• [PROBLEM] Recast all of the data below as a Markdown table with the columns Row and Line, giving each line its number and leaving out blank lines.

• [EXERCISE INPUT]
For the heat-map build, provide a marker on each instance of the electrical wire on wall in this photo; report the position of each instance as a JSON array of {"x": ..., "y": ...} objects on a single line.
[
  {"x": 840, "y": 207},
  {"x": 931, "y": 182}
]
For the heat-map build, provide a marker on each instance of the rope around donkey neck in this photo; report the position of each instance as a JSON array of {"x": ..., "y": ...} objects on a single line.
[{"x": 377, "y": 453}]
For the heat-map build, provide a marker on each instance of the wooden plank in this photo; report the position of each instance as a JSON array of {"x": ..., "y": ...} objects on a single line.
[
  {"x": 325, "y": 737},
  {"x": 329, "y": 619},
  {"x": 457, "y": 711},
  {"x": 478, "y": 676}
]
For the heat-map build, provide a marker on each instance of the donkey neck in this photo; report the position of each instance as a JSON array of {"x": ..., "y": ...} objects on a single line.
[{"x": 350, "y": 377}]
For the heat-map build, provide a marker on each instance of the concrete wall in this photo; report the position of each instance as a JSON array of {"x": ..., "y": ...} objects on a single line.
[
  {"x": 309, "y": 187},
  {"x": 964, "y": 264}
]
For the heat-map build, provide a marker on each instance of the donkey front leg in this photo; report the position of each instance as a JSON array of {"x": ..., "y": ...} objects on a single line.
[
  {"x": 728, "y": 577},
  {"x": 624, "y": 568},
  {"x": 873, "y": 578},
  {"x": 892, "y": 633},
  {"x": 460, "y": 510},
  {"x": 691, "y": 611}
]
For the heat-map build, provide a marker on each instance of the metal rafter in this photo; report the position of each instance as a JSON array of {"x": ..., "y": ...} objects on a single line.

• [COMPLETED EXERCISE]
| Row | Line |
|---|---|
| 1 | For the heat-map build, provide a marker on each instance of the electrical wire on wall in this photo; report the position of each instance as a JSON array of {"x": ..., "y": ...} objects on a single line. |
| 2 | [ |
| 3 |   {"x": 840, "y": 207}, |
| 4 |   {"x": 931, "y": 182} |
| 5 | ] |
| 6 | For the heat-map build, provide a marker on each instance of the rope around donkey neck in this photo; report the position of each instance as a JSON array of {"x": ..., "y": ...} objects on a single line. |
| 7 | [{"x": 377, "y": 453}] |
| 8 | For the heat-map build, provide a marker on each instance of the wooden plank in this photo; report the position of each instance as a JSON array of {"x": ..., "y": ...} objects on a single line. |
| 9 | [ |
| 10 |   {"x": 325, "y": 737}, |
| 11 |   {"x": 329, "y": 619}, |
| 12 |   {"x": 457, "y": 711}, |
| 13 |   {"x": 478, "y": 676} |
| 14 | ] |
| 15 | For the heat-map build, provide a marker on each instance of the donkey neck in this photo; report the position of each instance as a JSON array of {"x": ..., "y": ...} objects on a single line. |
| 16 | [{"x": 350, "y": 377}] |
| 17 | For the heat-map build, provide a marker on each instance of the concrete wall in this photo; report the position of each instance as a JSON array of {"x": ..., "y": ...} objects on a single line. |
| 18 | [ |
| 19 |   {"x": 309, "y": 187}, |
| 20 |   {"x": 964, "y": 264} |
| 21 | ] |
| 22 | For the heat-map build, provide a marker on each instance of the donkey front leg in this photo; report the position of each instance as a JSON array of {"x": ..., "y": ...} objects on a single line. |
| 23 | [ |
| 24 |   {"x": 728, "y": 577}, |
| 25 |   {"x": 624, "y": 568}, |
| 26 |   {"x": 873, "y": 578}, |
| 27 |   {"x": 892, "y": 633}, |
| 28 |   {"x": 460, "y": 510}, |
| 29 |   {"x": 691, "y": 611} |
| 30 | ] |
| 31 | For the heat-map build, provide a marker on each instance of the metal rafter in this photo; report the position of each instance as a JSON array of {"x": ..., "y": ...} objects on a single line. |